*** Extract provided Section Begins ***

On the same programme, Royal Pharmaceutical Society president Sandra Gidley accused the government of ignoring an "army" of small pharmacies. Thousands of high street chemists were "ready, willing and able" to help, she said.

In other developments, Education Secretary Gavin Williamson is to make a Commons statement later about the cancellation of A-Level and GCSE exams in England.

Any rebellion will be small

England's lockdown came into force legally overnight. But it's actually today that the measures will be brought before MPs.

Any rebellion by Conservative MPs is expected to be smaller than those seen late last year on restrictions.

However, some do want more of a say in the next couple of months over how long the regulations might last.

On Tuesday, Boris Johnson said that by mid-February - with hopes for the vaccine rollout - there is the "prospect" of beginning the relaxation of some measures.

But at the same news conference, England's chief medical officer Prof Chris Whitty said we shouldn't "kid ourselves" that the virus will disappear with the spring - and suggested a "few" restrictions might have to be brought in next winter.

At-a-glance: New rules in England

  • People cannot leave their homes except for certain reasons, like the first lockdown last March
  • These include essential medical needs, food shopping, exercise and work for those who cannot do so from home
  • All schools and colleges will close to most pupils from Tuesday with remote learning until February half-term
  • Early years settings such as nurseries will stay open
  • End-of-year exams will not take place this summer as normal
  • Elsewhere, university students should not return to campuses and will be taught online
  • Restaurants can continue to offer food delivery, but takeaway alcohol will be banned
  • Outdoor sports venues - such as golf courses, tennis courts and outside gyms - must close
  • But outdoor playgrounds will remain open
  • Amateur team sports are not allowed, but elite sport such as Premier League football can continue

Elsewhere in the UK, Scotland's First Minister Nicola Sturgeon also announced a new lockdown on Monday - across mainland Scotland, Skye, Arran, Bute and Gigha for the rest of January. Level three restrictions apply in the remaining areas of the nation.

Wales has been in a national lockdown since 20 December, and schools and colleges in the nation will remain closed until at least 18 January.

In Northern Ireland - which entered a six-week lockdown on 26 December - "stay at home" restrictions will be brought back into law from Friday.

*** Extract provided Section Ends ***
*** Given records Section Begins ***

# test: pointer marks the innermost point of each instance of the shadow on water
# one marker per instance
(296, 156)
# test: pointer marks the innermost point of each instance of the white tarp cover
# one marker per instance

*** Given records Section Ends ***

*Instructions to follow*
Please print the portion of the lockdown article starting with "On Tuesday, Boris" and going on through "in next winter.".

*Answer space*
On Tuesday, Boris Johnson said that by mid-February - with hopes for the vaccine rollout - there is the "prospect" of beginning the relaxation of some measures.

But at the same news conference, England's chief medical officer Prof Chris Whitty said we shouldn't "kid ourselves" that the virus will disappear with the spring - and suggested a "few" restrictions might have to be brought in next winter.